_Set of tasks:_
a - Rewrite the passage on liaisons from "3 - A liaison" to "by the liaison.", replacing "participants" with "parties".
b - According to the passage on liaisons, how many objects may a liaison involve?
== Provided passage
13.2.2 Enabled behaviour: The behaviour characterizing a set of objects which becomes possible as a result of establishing behaviour.

The enabled behaviour will not necessarily be the same for all objects.

Figure 2 - Liaison and related concepts

13.2.3 Contractual context: The knowledge that a particular contract is in place, and thus that a particular behaviour of a set of objects is required.

An object may be in a number of contractual contexts simultaneously; the behaviour is constrained to the intersection of the behaviours prescribed by each contractual context.

NOTE - In OSI, the concept of a presentation context is an example of a contractual context which can be established at connection establishment time or subsequently.

13.2.4 Liaison: The relationship between a set of objects which results from the performance of some establishing behaviour; the state of having a contractual context in common.

A liaison is characterized by the corresponding enabled behaviour.

NOTES

1 - Examples of liaisons which result from different establishing behaviours are

a) a dialogue (as in OSI-TP);

b) a binding (see 13.4.2);

c) a distributed transaction (as in OSI-TP);

d) an (N)-connection (as in OSI);

e) an association between (N)-entities enabling them to participate in (N)-connectionless communication (as in OSI);

f) a relationship between files and processes which access the files.

2 - Certain behaviours may be contingent on the establishment of multiple related liaisons. For example, a distributed transaction may depend on both the liaison between the transaction users and the supporting association. The liaison between the transaction users (the distributed transaction) may continue to exist, but be inactive, when the association is broken.

3 - A liaison may involve more than two objects. The objects involved in a liaison do not necessarily all have equivalent roles. Thus there may be liaisons for the collection or distribution of information. The number of participants and the roles of the participants are determined by the contract expressed by the liaison.

4 - There is a duality between contractual context and contractual obligation acceptance of specification and enabled behaviour. In practice structures may be arbitrarily nested and an engagement liaison at one level can also agree a contract which permits an inner level liaison.
====
== Material provided
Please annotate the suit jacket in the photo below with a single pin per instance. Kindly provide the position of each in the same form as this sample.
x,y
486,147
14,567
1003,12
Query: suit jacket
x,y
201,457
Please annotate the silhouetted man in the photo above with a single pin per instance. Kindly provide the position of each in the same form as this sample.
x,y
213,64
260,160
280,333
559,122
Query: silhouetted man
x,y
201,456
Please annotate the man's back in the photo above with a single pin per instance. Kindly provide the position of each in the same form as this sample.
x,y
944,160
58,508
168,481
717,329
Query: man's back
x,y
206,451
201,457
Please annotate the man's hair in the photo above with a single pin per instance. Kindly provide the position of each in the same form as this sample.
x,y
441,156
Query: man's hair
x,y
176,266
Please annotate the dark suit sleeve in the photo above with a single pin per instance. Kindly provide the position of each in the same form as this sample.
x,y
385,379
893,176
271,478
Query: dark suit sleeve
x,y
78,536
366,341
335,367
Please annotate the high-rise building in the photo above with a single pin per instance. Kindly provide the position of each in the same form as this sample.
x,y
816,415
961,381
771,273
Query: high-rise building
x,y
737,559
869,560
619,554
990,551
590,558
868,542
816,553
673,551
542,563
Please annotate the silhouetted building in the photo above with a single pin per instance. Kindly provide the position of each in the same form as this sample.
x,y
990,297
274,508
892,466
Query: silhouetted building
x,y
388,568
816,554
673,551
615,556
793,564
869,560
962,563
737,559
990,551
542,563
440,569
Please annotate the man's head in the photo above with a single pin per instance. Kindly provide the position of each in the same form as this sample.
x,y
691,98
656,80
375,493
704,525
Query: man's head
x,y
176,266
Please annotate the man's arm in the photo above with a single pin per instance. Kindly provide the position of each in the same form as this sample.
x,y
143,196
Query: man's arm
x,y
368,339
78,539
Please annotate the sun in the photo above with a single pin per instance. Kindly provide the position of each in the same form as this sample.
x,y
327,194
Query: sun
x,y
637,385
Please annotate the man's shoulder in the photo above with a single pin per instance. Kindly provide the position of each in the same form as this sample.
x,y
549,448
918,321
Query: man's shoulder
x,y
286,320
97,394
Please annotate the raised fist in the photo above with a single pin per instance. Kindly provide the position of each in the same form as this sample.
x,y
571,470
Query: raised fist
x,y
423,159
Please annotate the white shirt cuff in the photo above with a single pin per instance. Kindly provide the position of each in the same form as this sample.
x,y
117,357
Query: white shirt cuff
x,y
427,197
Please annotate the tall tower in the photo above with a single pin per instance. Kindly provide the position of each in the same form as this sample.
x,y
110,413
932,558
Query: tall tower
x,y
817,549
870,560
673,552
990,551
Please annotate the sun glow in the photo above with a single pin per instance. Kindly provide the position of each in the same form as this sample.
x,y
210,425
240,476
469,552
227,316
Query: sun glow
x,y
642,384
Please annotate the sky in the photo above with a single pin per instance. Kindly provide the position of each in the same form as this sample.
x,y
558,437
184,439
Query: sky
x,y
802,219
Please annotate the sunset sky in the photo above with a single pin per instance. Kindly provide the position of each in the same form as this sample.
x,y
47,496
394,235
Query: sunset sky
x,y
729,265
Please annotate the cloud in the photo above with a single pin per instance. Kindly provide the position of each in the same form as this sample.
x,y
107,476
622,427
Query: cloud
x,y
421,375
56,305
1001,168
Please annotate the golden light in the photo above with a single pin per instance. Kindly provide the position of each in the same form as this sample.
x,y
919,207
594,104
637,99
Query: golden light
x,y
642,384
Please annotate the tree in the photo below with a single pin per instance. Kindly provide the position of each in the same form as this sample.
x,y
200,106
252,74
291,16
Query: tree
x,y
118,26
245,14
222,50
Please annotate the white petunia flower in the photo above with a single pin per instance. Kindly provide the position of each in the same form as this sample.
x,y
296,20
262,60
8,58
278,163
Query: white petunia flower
====
_Completed exercise:_
a -
3 - A liaison may involve more than two objects. The objects involved in a liaison do not necessarily all have equivalent roles. Thus there may be liaisons for the collection or distribution of information. The number of parties and the roles of the parties are determined by the contract expressed by the liaison.

b - A liaison may involve more than two objects.